[START Source extract]
Roundabout ranter Mandy Selhurst plainly has nothing better to do than moan about wildflowers others would find wonderful; here is a traffic twerp with too much time on her hands
Somebody ought to gift artist Mandy Selhurst a copy of Kevin Beresford’s 2004 book, Roundabouts of Great Britain. It’d keep her occupied for eons and it is something that she could go round and round and round and round again looking at.
When not painting plainly perfectly acceptable “semi abstract seascapes and landscapes,” Selhurst is a woman whom spends her days worrying about wildflowers that she considers are “blighting” two roundabouts in Bridport, Dorset. And worry, she bloody does.
Whilst most would welcome nature being allowed to blossom and plants that encourage birds and bees to pollinate and thrive, Selhurst took up the subject with the Bridport & Lyme Regis News first in April this year. At the time, she began by remarking:
“[The first roundabout] could be such a welcome. But it isn’t. Both roundabouts are a neglected disappointment long term.”
“Planting of low-level shrubs, colourful flowers, maybe some boulders to give a rockery effect would make such a difference to the first impressions of our lovely town to all of us ‘locals’ and to visitors.”
Last week, the clear obsessive crackpot returned to the subject and, having plainly achieved nothing with her first rant, penned a lengthier complaint to another paper, the Dorset Echo, on the subject. It read:
“Again, I am writing to my local paper. And again, it’s about THAT roundabout.”
“Wildflowers? No. Surely not. They are wonderfully welcome in so many different places, but not on a roundabout.”
“Shame on Dorset Council that they can’t come up with something a little more thoughtful than that.”
“As for saying that anything – as suggested by Bridport Town Council, aesthetically pleasing – might be a possible distraction to motorists, let me say that a cheap, quick fix of a few packets of seeds will surely fill motorists with surprise and disappointment.”
[END Source extract]
▸ Task set
(1) According to the article about the Bridport roundabouts, which newspaper did Mandy Selhurst first raise the subject with in April?
(2) Continue the article about the Bridport roundabouts from its last sentence.
[START Recorded information]
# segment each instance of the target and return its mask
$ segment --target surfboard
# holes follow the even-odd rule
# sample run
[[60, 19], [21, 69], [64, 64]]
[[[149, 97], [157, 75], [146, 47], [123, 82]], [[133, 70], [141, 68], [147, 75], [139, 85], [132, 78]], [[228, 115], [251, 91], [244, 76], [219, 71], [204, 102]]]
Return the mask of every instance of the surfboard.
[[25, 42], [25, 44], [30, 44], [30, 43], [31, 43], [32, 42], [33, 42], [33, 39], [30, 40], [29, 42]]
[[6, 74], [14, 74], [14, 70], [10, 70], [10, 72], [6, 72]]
[END Recorded information]
▸ Answers to the exercises
(1) She first raised it with the Bridport & Lyme Regis News.

(2)
“I can only hope that next year, when the roundabout reverts to the responsibility of Highways England, that perhaps something more in keeping will emerge.”
“Bridport, and that crucial location, deserves more of an effort. Something eye-catching in the shape of structure, form, colour, whatever. Wildflowers here? No. A total waste of their impact.”
Reactions to this diatribe of drivel on the Facebook group Angry People in Local Newspapers were predictable. Echoing the mockery of the Tesco shopper who got in a tizzy over shelf movements in February, clearly “triggered” Selhurst was dubbed “Mandy… The new Karen” and told: “Sounds like [she] hasn’t had her lithium today.”
With other responses numbering “Blimey, what a miserable woman,” “what a bellend” and “somebody needs to get a life,” another quite rightly pointed out that we should: “Say no to wildlife! Nothing like bee death and grey concrete to start the day off right, eh Mandy?”
‘Miserable Mandy’ clearly has both a lot of time on her hands and utterly no conception of the real problems affecting Britain and beyond. “It really makes me wonder what sad purposeless life someone would have to complain about wildflowers,” a lady named Tone Grina concluded.
Five roundabouts ‘Miserable Mandy’ might actually like…
Given our Wally of the Week has a clear obsession about roundabouts, she could perhaps take herself on a world tour and perhaps use her passion for painting to document such. Here, we share five unusual examples that should pique her interest and which she could quite easily document on canvas.
Suck it up Buttercup.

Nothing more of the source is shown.